## WRITTEN REQUEST 1
In the grade control update, when is steady-state gold production now expected to be achieved?
## WRITTEN REQUEST 2
Carry the grade control update forward from its last sentence.

## DOCUMENT EXCERPT
The upgraded and modified underground sample splitting station is now functional. The sample splitting station is used to further validate the sampling process.

Reverse Circulation Drilling

Another component of the grade control program, reverse circulation (RC) drilling to optimize stope definition, has commenced on a trial basis. The RC drill will cross-cut the stopes drilling 5-meter to 7.5-meter centers to refine stope location and dimensions prior to mining. The RC drilling will provide a larger sample per meter and is expected to be faster and more cost effective than core drilling, which has been used for infill drilling to date.

With the operational grade control system now functioning and continued high definition drilling, steady-state gold production is now expected to be achieved by mid-to-late 2018.

Entries from a point annotation set
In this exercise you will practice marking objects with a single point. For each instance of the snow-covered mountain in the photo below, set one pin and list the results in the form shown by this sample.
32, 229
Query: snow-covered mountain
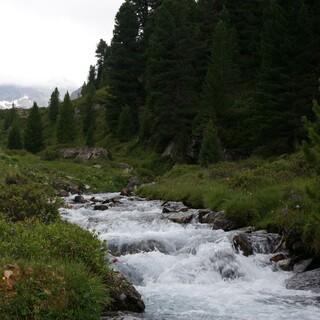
23, 96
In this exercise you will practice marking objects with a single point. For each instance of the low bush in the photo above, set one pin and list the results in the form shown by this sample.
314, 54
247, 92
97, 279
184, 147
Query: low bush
28, 201
62, 241
32, 290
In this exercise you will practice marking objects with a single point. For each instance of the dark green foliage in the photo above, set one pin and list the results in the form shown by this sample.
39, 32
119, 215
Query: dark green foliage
210, 151
312, 149
28, 201
89, 119
49, 291
126, 124
54, 105
287, 81
33, 139
66, 124
125, 66
14, 138
171, 94
10, 118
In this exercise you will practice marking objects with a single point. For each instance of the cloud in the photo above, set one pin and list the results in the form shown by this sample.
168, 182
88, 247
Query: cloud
52, 41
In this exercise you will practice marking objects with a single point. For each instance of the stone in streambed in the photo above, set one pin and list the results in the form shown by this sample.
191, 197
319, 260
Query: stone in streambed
309, 280
123, 294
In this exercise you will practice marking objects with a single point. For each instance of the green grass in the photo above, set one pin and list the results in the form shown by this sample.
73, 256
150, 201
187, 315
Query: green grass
267, 194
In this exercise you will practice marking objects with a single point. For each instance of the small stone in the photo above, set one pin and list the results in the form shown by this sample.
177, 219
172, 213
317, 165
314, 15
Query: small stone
79, 199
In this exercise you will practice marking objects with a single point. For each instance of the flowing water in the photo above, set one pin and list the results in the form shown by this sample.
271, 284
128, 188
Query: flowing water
191, 272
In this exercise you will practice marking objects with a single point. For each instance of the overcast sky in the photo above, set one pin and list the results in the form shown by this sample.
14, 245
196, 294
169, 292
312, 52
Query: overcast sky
52, 42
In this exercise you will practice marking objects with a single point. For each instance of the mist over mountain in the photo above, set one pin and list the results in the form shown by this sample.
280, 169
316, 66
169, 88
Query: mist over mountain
24, 96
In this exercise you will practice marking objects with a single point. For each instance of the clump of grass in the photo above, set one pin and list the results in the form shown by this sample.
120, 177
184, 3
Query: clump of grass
36, 290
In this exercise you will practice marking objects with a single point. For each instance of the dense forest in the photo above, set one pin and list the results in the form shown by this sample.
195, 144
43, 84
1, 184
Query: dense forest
200, 81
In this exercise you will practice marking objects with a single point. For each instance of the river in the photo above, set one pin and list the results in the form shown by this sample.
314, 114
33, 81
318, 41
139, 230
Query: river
190, 272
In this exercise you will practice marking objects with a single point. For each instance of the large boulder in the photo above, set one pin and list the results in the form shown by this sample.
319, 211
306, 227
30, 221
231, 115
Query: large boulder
133, 183
256, 242
85, 154
218, 220
309, 280
123, 294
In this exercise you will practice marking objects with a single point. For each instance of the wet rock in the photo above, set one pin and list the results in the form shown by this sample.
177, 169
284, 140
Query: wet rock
242, 243
169, 207
85, 154
278, 257
256, 242
302, 266
118, 249
218, 220
123, 294
79, 199
180, 217
309, 280
100, 207
131, 186
285, 265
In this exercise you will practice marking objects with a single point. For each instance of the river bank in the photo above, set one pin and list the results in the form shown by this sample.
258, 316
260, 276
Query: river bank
187, 270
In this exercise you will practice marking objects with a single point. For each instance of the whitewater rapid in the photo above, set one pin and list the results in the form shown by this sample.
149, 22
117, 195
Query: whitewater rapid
190, 272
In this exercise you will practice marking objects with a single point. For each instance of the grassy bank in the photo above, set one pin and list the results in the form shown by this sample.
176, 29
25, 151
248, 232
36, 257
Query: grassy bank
267, 194
51, 269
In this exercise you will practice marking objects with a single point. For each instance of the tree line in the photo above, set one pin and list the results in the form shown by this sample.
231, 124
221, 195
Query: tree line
207, 80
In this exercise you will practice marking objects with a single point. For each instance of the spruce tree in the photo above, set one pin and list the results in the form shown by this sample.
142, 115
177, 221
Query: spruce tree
171, 75
33, 139
89, 118
210, 151
125, 67
126, 126
10, 117
54, 106
287, 80
66, 122
14, 137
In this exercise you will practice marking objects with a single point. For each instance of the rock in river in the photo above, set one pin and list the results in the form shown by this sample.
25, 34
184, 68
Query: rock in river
123, 294
309, 280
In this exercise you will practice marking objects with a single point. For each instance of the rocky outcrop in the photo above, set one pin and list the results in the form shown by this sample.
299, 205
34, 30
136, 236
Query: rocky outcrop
256, 242
218, 220
85, 154
309, 280
133, 183
123, 294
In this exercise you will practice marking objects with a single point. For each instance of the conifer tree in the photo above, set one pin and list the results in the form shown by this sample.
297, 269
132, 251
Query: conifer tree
54, 105
126, 126
66, 122
287, 80
171, 75
210, 151
102, 54
89, 118
10, 117
14, 137
125, 67
33, 139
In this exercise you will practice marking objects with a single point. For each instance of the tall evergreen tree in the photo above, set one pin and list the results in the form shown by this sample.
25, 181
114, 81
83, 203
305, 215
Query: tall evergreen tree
210, 151
33, 139
171, 75
66, 123
10, 117
102, 54
89, 118
14, 137
287, 80
54, 105
125, 67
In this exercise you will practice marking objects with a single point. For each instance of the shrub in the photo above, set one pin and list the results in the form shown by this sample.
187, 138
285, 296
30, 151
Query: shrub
55, 291
60, 240
28, 201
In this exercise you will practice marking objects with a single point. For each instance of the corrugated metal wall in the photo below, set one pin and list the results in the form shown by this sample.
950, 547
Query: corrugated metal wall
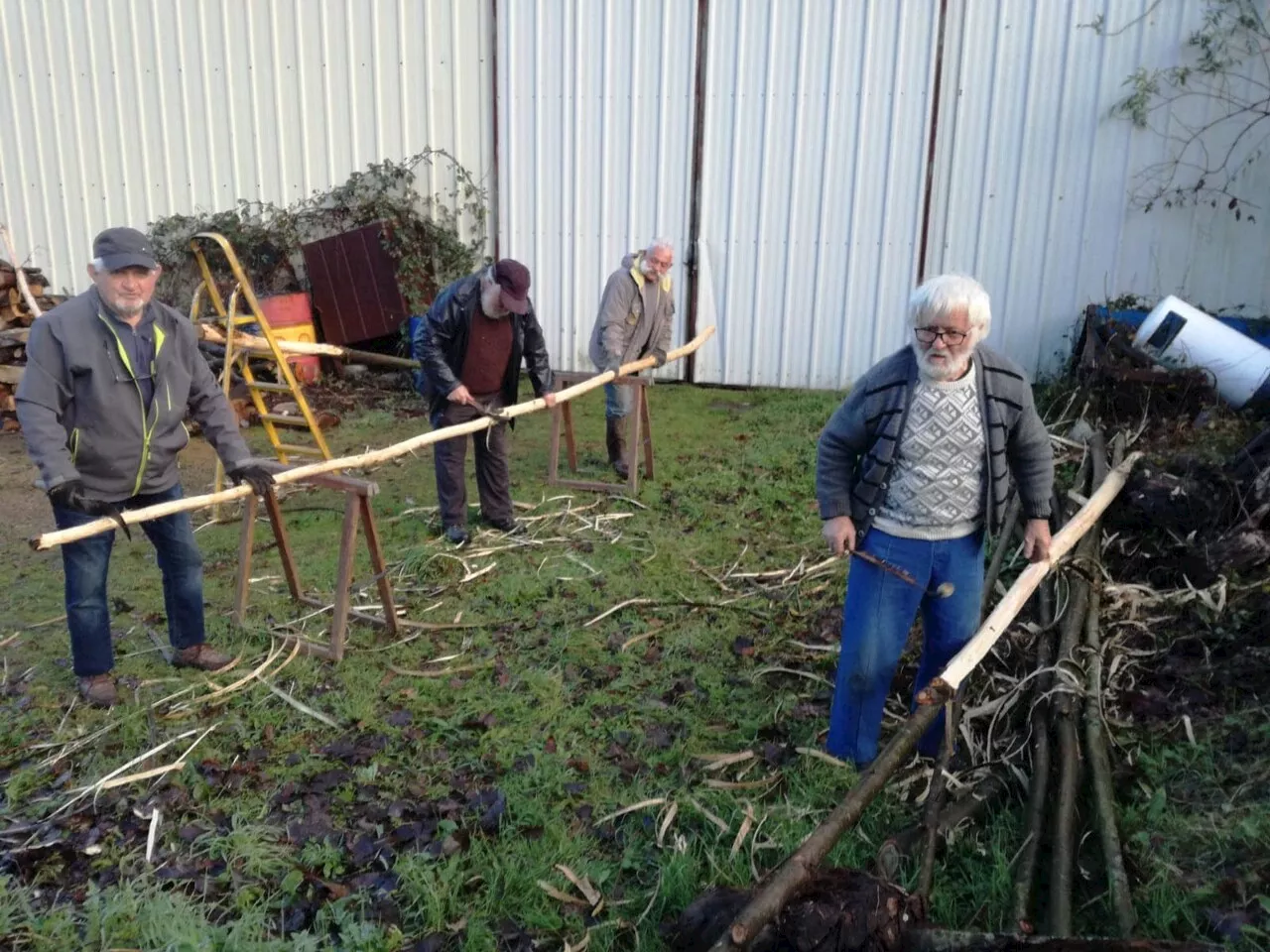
123, 111
815, 155
594, 135
1033, 176
816, 121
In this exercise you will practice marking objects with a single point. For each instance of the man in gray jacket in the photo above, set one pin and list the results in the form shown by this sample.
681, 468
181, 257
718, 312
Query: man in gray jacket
109, 379
635, 316
915, 468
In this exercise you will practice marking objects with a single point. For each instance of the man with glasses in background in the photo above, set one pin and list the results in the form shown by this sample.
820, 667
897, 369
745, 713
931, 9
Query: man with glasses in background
915, 470
636, 312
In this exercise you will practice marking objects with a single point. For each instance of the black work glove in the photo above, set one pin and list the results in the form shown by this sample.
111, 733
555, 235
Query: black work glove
71, 495
255, 476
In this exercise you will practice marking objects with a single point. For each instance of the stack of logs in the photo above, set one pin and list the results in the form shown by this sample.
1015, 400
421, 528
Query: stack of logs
16, 320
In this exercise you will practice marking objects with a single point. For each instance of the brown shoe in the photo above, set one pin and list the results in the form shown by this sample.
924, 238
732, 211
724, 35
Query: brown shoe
99, 690
202, 656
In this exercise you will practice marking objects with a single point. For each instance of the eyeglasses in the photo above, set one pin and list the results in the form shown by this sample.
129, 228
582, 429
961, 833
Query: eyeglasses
929, 335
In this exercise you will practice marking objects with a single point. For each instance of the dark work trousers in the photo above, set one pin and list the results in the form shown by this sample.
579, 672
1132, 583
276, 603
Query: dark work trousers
449, 457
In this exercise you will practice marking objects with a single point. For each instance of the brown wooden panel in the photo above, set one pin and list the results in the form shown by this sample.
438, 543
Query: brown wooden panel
353, 285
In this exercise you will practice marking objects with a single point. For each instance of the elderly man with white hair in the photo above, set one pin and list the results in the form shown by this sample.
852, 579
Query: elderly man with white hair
915, 468
635, 316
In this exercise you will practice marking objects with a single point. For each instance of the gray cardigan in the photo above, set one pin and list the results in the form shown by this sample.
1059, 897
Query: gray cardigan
858, 444
84, 414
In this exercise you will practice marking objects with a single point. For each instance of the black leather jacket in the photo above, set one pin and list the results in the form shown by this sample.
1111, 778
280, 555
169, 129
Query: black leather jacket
441, 343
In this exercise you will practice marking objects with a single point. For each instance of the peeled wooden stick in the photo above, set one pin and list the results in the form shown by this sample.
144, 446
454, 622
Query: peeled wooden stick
769, 900
795, 871
19, 275
356, 462
978, 648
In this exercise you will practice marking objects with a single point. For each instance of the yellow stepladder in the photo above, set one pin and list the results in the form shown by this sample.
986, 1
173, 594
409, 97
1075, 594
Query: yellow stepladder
238, 358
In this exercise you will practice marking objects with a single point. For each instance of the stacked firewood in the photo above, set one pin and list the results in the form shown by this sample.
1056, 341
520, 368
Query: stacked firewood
16, 318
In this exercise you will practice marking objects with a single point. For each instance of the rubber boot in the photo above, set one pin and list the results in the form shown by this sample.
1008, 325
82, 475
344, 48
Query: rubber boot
616, 438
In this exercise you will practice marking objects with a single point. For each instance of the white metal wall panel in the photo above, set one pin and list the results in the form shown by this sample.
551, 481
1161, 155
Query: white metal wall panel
125, 111
812, 191
594, 136
1033, 177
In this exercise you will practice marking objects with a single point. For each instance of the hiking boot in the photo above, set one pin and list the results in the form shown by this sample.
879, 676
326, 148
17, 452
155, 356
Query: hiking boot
508, 526
202, 656
615, 435
98, 689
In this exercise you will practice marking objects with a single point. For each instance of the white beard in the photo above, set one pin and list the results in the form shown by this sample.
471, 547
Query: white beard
949, 368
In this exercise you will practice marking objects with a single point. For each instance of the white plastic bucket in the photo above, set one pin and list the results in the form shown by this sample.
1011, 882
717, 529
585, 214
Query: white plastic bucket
1176, 334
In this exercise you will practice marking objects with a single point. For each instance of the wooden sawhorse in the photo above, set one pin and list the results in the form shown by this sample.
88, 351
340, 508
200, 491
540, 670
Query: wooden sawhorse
639, 434
357, 509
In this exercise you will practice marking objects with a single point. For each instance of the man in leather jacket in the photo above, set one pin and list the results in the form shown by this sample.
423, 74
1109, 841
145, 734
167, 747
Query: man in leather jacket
470, 345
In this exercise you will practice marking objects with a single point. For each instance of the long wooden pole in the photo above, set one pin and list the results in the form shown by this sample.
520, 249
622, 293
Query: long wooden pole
259, 345
798, 869
974, 652
132, 517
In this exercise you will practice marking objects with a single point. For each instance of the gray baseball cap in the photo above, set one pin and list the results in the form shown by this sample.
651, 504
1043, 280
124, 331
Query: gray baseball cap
123, 248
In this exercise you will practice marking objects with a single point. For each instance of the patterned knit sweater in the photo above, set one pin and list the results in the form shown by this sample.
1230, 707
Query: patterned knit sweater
937, 488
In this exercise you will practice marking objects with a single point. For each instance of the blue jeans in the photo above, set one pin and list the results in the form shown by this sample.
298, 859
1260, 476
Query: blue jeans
617, 402
876, 617
86, 562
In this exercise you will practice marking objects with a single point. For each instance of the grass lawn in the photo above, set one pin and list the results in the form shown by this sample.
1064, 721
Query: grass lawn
439, 807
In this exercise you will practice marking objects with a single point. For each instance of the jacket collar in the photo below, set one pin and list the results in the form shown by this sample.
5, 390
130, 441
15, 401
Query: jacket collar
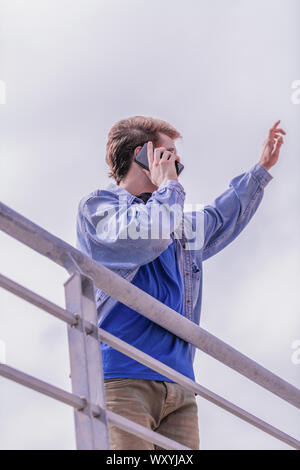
114, 188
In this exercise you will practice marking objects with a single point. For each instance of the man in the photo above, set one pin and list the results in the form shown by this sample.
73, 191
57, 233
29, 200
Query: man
167, 267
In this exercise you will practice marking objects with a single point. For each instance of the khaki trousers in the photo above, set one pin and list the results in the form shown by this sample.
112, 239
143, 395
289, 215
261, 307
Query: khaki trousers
164, 407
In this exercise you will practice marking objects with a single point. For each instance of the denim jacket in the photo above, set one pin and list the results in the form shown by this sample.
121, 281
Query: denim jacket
213, 227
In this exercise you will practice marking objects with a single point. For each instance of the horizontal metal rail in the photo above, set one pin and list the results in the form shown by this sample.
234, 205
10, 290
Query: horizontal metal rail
81, 404
22, 229
153, 364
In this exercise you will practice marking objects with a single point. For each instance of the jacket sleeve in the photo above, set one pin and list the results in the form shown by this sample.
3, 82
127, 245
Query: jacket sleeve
233, 209
127, 235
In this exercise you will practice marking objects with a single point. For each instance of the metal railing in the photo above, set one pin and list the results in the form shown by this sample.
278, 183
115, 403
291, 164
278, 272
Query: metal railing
88, 395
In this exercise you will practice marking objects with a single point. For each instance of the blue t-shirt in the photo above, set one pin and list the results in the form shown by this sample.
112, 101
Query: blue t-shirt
161, 279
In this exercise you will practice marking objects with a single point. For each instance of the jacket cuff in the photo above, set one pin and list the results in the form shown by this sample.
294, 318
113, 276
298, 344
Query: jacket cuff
261, 174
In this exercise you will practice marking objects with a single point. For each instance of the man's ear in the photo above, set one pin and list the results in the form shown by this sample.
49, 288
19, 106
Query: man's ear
136, 151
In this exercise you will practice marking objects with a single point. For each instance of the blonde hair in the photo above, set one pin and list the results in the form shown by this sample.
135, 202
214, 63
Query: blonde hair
126, 135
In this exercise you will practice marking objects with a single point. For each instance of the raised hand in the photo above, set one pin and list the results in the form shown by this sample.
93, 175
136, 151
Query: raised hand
271, 146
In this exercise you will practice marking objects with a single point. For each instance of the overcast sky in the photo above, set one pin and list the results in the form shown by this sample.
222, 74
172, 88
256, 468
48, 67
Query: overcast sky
221, 72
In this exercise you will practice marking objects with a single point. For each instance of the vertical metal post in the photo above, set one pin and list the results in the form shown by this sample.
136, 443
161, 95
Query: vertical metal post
86, 364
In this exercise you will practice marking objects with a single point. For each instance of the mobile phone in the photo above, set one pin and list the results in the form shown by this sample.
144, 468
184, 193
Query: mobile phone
142, 159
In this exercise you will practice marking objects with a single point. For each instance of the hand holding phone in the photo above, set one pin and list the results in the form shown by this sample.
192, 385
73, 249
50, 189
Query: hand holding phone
161, 163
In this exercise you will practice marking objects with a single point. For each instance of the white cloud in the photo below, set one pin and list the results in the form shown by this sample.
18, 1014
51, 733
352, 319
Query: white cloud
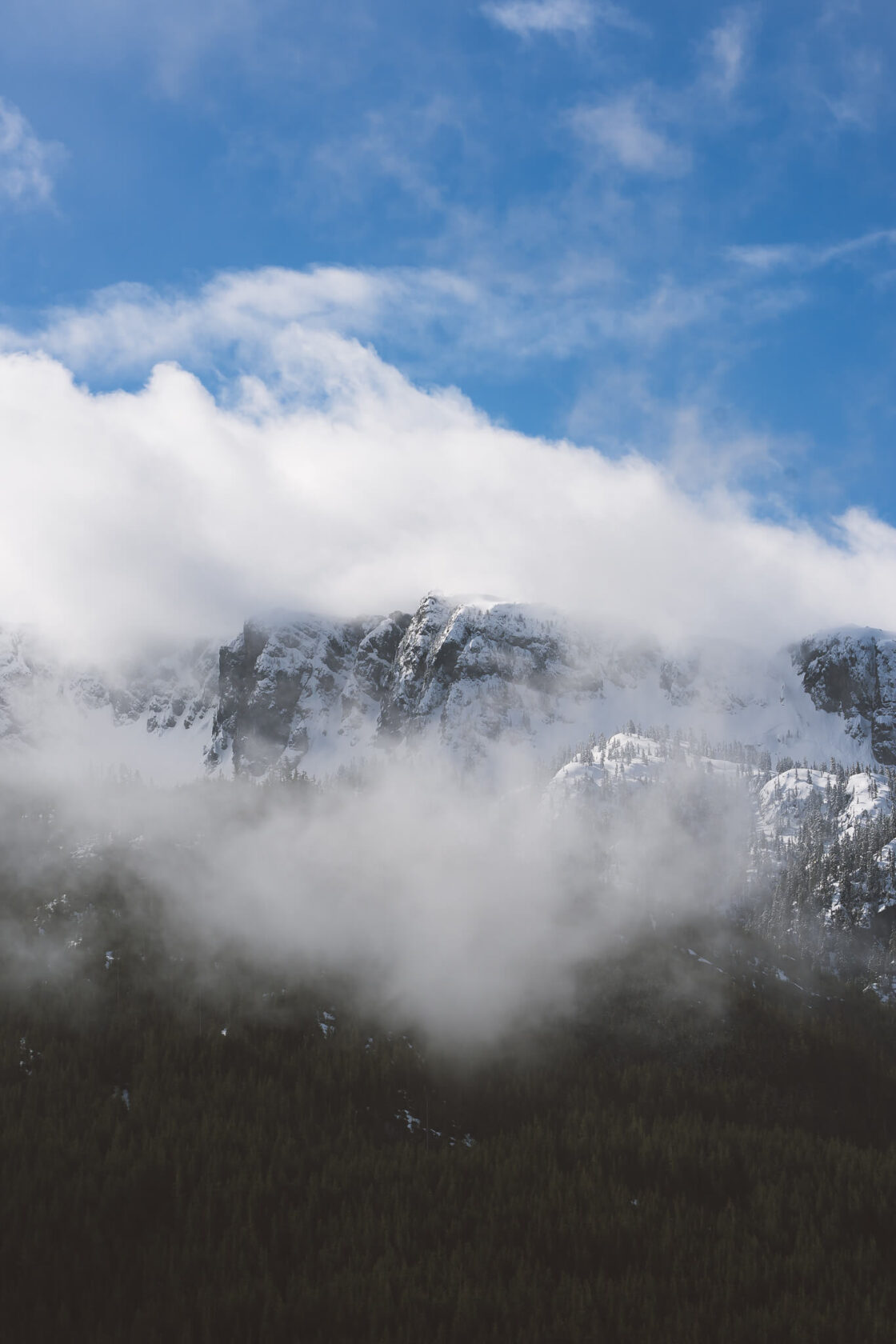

## RESULT 1
By mid-to-late 2018.

## RESULT 2
Reconciliation of 2017 ramp-up production

Grade reconciliation to the reserve model for the period August 1, 2017 to December 31, 2017 was approximately 75% to 80% and attributed to:  (a) the small, relatively unrepresentative sample size of production being analyzed, (b) rudimentary grade control without the grade control program operational and (c) lack of drill density in a significant area of the contributing stopes.  During the period, ore from the stopes developed on the 1200-meter Level sill provided approximately 25% of mill feed. These stopes were mined in establishing the 1200-meter Level sill as part of the long-term mine plan and had a lower drill density than stopes on other levels of the mine. As the grade control program becomes operational and mining moves up from the 1200-meter Level into areas with higher drill density, reconciliation is expected to be more robust.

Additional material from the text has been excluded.